DATA EXCERPTS:
*****

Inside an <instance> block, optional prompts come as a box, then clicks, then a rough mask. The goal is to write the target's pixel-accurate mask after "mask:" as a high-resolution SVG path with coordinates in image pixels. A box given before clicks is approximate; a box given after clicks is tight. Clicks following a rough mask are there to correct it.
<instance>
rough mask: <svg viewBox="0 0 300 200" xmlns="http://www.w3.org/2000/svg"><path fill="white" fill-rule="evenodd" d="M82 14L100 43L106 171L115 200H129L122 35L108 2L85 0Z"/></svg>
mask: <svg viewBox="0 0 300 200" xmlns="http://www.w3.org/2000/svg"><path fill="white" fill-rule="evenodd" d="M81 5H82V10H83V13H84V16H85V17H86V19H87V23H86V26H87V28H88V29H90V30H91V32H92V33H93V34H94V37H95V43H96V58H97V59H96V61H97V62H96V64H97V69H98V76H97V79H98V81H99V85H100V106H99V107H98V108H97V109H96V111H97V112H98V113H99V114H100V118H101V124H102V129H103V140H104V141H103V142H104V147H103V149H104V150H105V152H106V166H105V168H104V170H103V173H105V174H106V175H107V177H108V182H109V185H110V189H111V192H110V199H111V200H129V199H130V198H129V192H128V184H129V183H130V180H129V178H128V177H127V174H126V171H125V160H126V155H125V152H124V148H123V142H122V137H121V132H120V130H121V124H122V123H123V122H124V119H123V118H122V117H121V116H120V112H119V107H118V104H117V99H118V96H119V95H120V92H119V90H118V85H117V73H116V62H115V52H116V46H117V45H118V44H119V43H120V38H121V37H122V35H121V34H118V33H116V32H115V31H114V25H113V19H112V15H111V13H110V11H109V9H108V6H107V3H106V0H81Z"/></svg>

*****

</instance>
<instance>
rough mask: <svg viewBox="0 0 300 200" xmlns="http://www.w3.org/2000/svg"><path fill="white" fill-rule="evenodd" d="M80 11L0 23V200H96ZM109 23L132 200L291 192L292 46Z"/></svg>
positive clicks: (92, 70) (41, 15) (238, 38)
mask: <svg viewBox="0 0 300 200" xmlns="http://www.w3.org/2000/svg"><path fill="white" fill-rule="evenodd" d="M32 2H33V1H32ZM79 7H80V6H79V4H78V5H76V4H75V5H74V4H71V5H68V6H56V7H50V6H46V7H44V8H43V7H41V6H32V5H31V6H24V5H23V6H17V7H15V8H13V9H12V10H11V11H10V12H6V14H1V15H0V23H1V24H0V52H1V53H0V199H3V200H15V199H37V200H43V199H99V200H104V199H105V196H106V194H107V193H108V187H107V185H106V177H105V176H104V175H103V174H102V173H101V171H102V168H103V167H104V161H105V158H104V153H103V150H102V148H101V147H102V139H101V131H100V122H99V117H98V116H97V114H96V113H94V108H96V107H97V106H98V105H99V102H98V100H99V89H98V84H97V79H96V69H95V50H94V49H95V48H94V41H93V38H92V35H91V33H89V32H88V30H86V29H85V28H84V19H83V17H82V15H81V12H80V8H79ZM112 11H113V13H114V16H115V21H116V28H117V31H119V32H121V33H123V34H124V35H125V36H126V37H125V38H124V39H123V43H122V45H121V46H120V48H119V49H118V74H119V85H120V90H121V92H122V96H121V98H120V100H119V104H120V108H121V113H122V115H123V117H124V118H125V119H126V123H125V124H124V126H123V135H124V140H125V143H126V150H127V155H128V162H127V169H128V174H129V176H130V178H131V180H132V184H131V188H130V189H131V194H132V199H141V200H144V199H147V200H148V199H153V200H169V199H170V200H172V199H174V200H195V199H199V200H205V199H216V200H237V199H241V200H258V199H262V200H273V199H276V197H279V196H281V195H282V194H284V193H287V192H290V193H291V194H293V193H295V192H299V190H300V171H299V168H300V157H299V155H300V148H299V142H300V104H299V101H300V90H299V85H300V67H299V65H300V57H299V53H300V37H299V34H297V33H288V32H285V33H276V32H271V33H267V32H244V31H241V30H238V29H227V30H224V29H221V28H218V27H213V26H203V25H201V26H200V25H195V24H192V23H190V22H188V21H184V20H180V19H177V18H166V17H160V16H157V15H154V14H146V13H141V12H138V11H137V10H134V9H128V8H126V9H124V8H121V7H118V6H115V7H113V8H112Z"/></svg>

*****

ASSIGNED TASK:
Turn the part that opens with the line containing "</instance>" and closes with the line containing "positive clicks: (92, 70) (41, 15) (238, 38)" into a Markdown table with the columns Index and Line text, numbering each line and skipping blank ones.

THE COMPLETED TASK:
| Index | Line text |
|---|---|
| 1 | </instance> |
| 2 | <instance> |
| 3 | rough mask: <svg viewBox="0 0 300 200" xmlns="http://www.w3.org/2000/svg"><path fill="white" fill-rule="evenodd" d="M80 11L0 23V200H96ZM109 23L132 200L291 192L292 46Z"/></svg> |
| 4 | positive clicks: (92, 70) (41, 15) (238, 38) |